**AVAILABLE DATA**
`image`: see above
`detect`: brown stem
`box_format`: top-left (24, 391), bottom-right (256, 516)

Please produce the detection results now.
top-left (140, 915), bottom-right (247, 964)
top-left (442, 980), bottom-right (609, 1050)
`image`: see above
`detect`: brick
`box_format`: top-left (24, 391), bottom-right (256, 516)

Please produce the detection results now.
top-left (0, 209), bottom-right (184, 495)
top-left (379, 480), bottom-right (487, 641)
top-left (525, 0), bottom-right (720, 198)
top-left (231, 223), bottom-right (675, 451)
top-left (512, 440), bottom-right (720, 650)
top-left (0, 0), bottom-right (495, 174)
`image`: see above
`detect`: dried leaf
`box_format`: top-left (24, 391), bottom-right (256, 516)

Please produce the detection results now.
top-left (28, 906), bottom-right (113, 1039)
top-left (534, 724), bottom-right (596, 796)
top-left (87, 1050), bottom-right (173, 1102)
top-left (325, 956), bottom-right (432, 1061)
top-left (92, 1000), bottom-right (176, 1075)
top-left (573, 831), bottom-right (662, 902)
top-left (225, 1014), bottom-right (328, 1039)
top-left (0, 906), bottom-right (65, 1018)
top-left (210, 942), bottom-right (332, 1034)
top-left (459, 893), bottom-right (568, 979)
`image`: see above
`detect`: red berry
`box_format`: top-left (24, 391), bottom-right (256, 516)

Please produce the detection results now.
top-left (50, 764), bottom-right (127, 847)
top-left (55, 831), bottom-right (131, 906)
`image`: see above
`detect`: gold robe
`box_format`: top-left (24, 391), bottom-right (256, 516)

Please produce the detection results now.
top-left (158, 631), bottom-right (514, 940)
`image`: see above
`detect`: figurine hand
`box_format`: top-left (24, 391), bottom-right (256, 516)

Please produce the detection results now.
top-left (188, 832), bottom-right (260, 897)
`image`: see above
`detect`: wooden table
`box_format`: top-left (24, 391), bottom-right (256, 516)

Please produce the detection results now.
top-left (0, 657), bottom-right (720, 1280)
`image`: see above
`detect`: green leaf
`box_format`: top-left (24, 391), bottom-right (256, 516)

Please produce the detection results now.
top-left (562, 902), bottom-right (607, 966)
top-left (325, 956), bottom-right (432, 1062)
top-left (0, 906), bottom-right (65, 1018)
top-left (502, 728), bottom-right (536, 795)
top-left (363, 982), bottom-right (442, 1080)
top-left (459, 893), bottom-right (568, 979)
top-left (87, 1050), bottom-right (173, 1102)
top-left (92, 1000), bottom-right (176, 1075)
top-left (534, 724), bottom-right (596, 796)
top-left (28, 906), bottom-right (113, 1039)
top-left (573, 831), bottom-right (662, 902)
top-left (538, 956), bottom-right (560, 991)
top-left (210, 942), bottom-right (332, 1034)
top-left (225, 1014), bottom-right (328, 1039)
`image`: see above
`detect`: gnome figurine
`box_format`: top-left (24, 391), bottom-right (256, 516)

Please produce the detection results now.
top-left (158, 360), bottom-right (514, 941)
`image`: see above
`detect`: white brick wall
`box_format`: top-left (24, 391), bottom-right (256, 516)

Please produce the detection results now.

**WHAT YOU ARE ASKED TO DO**
Revise the listing above by replacing every occurrence of "detection results" with "detected regions", leaving all other text unchanged.

**OUTPUT FOR THIS TASK**
`image`: see above
`detect`: brown stem
`box_format`: top-left (24, 391), bottom-right (256, 516)

Please produce the detected regions now.
top-left (140, 915), bottom-right (247, 964)
top-left (442, 980), bottom-right (609, 1050)
`image`: see above
`detect`: brick
`box_format`: top-left (24, 391), bottom-right (256, 516)

Please produce the detected regions now.
top-left (0, 209), bottom-right (184, 495)
top-left (379, 480), bottom-right (487, 641)
top-left (525, 0), bottom-right (720, 198)
top-left (231, 223), bottom-right (675, 451)
top-left (512, 440), bottom-right (720, 650)
top-left (0, 0), bottom-right (495, 174)
`image`: see above
`detect`: dried leaf
`box_format`: top-left (24, 391), bottom-right (256, 516)

Please produce the detected regions now.
top-left (28, 906), bottom-right (113, 1039)
top-left (534, 724), bottom-right (596, 796)
top-left (87, 1050), bottom-right (173, 1102)
top-left (325, 956), bottom-right (432, 1061)
top-left (92, 1000), bottom-right (176, 1075)
top-left (573, 831), bottom-right (662, 902)
top-left (225, 1014), bottom-right (328, 1039)
top-left (0, 906), bottom-right (65, 1018)
top-left (210, 942), bottom-right (332, 1034)
top-left (459, 893), bottom-right (568, 979)
`image`: see above
`detect`: red berry
`box_format`: top-left (24, 391), bottom-right (256, 516)

Please produce the detected regions now.
top-left (50, 764), bottom-right (127, 847)
top-left (55, 831), bottom-right (131, 906)
`image`: see above
`detect`: gold robe
`box_format`: top-left (24, 391), bottom-right (256, 516)

Please produce the detected regions now.
top-left (158, 631), bottom-right (514, 940)
`image`: see above
`detect`: figurine hand
`box_format`: top-left (24, 391), bottom-right (256, 516)

Please produce the detected regions now.
top-left (188, 832), bottom-right (260, 897)
`image`: see above
`detect`: wooden table
`box_format`: top-left (24, 391), bottom-right (256, 516)

Please produce the detected regions now.
top-left (0, 657), bottom-right (720, 1280)
`image`: see above
`detect`: green leaf
`box_format`: top-left (24, 391), bottom-right (256, 516)

Please produce the detected regions now.
top-left (562, 902), bottom-right (607, 966)
top-left (325, 956), bottom-right (432, 1062)
top-left (0, 906), bottom-right (65, 1018)
top-left (502, 728), bottom-right (536, 795)
top-left (363, 982), bottom-right (442, 1080)
top-left (459, 893), bottom-right (568, 979)
top-left (87, 1050), bottom-right (173, 1102)
top-left (92, 1000), bottom-right (176, 1075)
top-left (534, 724), bottom-right (596, 796)
top-left (28, 906), bottom-right (113, 1039)
top-left (573, 831), bottom-right (662, 902)
top-left (538, 956), bottom-right (560, 991)
top-left (210, 942), bottom-right (332, 1034)
top-left (225, 1014), bottom-right (328, 1039)
`image`: see above
`detect`: gnome figurine
`box_format`: top-left (24, 391), bottom-right (256, 516)

Please produce the detected regions now.
top-left (158, 360), bottom-right (514, 941)
`image`: see above
`detect`: white brick wall
`box_format`: top-left (24, 391), bottom-right (256, 516)

Please produce the detected regions now.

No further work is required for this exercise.